Ausgangstext »
Videoüberwachung in Münsterstraße: Nachbarschaftsinitiative legt gegen Gerichtsentscheidung Widerspruch ein

Die Nachbarschaftsinitiative Münsterstraße will die Eilentscheidung des Verwaltungsgerichts zur Videobeobachtung nicht akzeptieren und ruft die nächste Instanz an. Foto: Karsten Wickern

Das Verwaltungsgericht (VG) Gelsenkirchen hatte jüngst den Eilantrag der Nachbarschaftsinitiative Münsterstraße gegen die Kameraüberwachung des Nordpols südlich der Mallinckrodtstraße abgelehnt. Obwohl das Gericht dem Antrag dahingehend folgte, dass eine Überwachung des Nordpols nicht rechtmäßig wäre, folgt es der Argumentation der Polizei, die weiträumige Unkenntlichmachungen in Aussicht gestellt hat und die Überwachung ansonsten für notwendig hält. „Wir sind weiterhin der Meinung, dass die negativen Folgen der Überwachung in keinem Verhältnis zu den erwarteten (Nicht-)Effekten steht und haben daher gegen dieses Urteil Widerspruch eingelegt“, heißt es in einer Stellungnahme der Initiative. Konsequenz: Demnächst muss sich das Oberverwaltungsgericht Münster mit der Eilentscheidung befassen, während es vor dem VG noch keinen Termin für das Hauptsacheverfahren gibt.

Zweifel an der Effektivität von Videoüberwachung in der Dortmunder Münsterstraße

Im Jahr 2018 habe die Dortmunder Polizei nach der Verschärfung des Polizeigesetzes  NRW eine komplette Kehrtwende vollzogen, erinnern die Akteure der Initiative.

„Sie begann, eine Kameraüberwachung vorzubereiten, die sie vorher selbst als nicht sinnvoll erachtete.“ Das sehen die Aktivist*innen noch heute so: Studien (wie durch das Kriminologische Institut Niedersachsen) hätten bereits gezeigt, dass die vor einigen Jahren in der Brückstraße angebrachten Kameras keinen nennenswerten Effekt haben.

Datenauflistung »
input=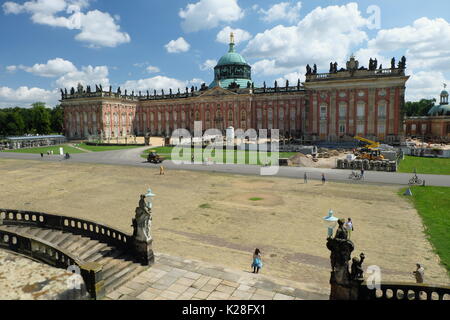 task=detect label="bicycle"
[409,174,423,185]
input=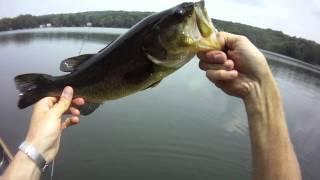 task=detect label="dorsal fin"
[60,54,94,72]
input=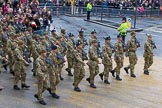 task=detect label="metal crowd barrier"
[40,4,160,17]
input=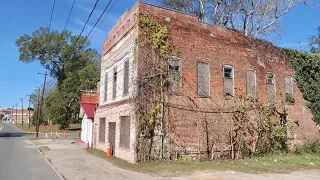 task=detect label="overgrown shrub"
[286,93,295,104]
[295,140,320,154]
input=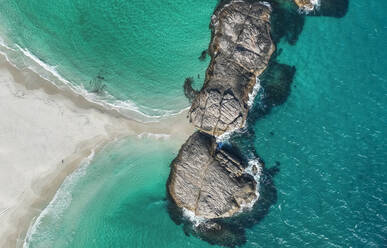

Arbeitsaufträge »
(1) Schreiben Sie aus dem Text über die Videoüberwachung in der Münsterstraße alles von „Zweifel an der“ bis einschließlich „Akteure der Initiative.“ wortgetreu ab.
(2) Führen Sie den Text über die Videoüberwachung in der Münsterstraße im Anschluss an seinen letzten Satz weiter.
Das Material wird zur Bearbeitung nicht benötigt.

Lösungen »
(1)
Zweifel an der Effektivität von Videoüberwachung in der Dortmunder Münsterstraße

Im Jahr 2018 habe die Dortmunder Polizei nach der Verschärfung des Polizeigesetzes  NRW eine komplette Kehrtwende vollzogen, erinnern die Akteure der Initiative.

(2)
Der Rückgang der Kriminalität im überwachten Bereich könne danach nicht auf die Kameras zurückgeführt werden. Die Kriminalitätszahlen in ganz Dortmund und der Nordstadt seien vielmehr negativ, wofür sich die Polizei Dortmund ja auch regelmäßig selbst lobe. Einen stärkeren Rückgang in den überwachten Bereichen gäbe es nicht. Auch für die Rechtfertigung der Überwachung optimierte Statistiken können darüber nicht hinwegtäuschen.

Im Weiteren haben die Aktivist*innen der Initiative noch ganz andere Sorgen. Mit der Akteneinsicht im Hauptverfahren vor dem VG in die konkreten Überwachungspläne der Münsterstraße wurde für sie deutlich, „dass nicht nur vermeintliche Straßenkriminalität, sondern gerade auch der Nordpol Ziel der Überwachung werden sollte. Dies ist gerade daher ein Problem, da dieser als Versammlungsort von Aktivist*innen dient, welche der Polizei kritisch gegenüber stehen“, so die Nachbarschaftsinitiative in ihrer Stellungnahme.

Streitpunkt: vermeintliche oder reale Überwachung des Kulturtreffpunkts Nordpol und seinem Umfeld

Der Nordpol in der Münsterstraße. Foto: Thomas Engel

Anders als Demonstrationen, bei denen polizeiliche Kameras – auch in der Münsterstraße – abgeschaltet werden, müssen Versammlungen, die nicht im öffentlichen Raum – also auf Plätzen und Straßen – stattfänden, nicht bei der Polizei angemeldet werden.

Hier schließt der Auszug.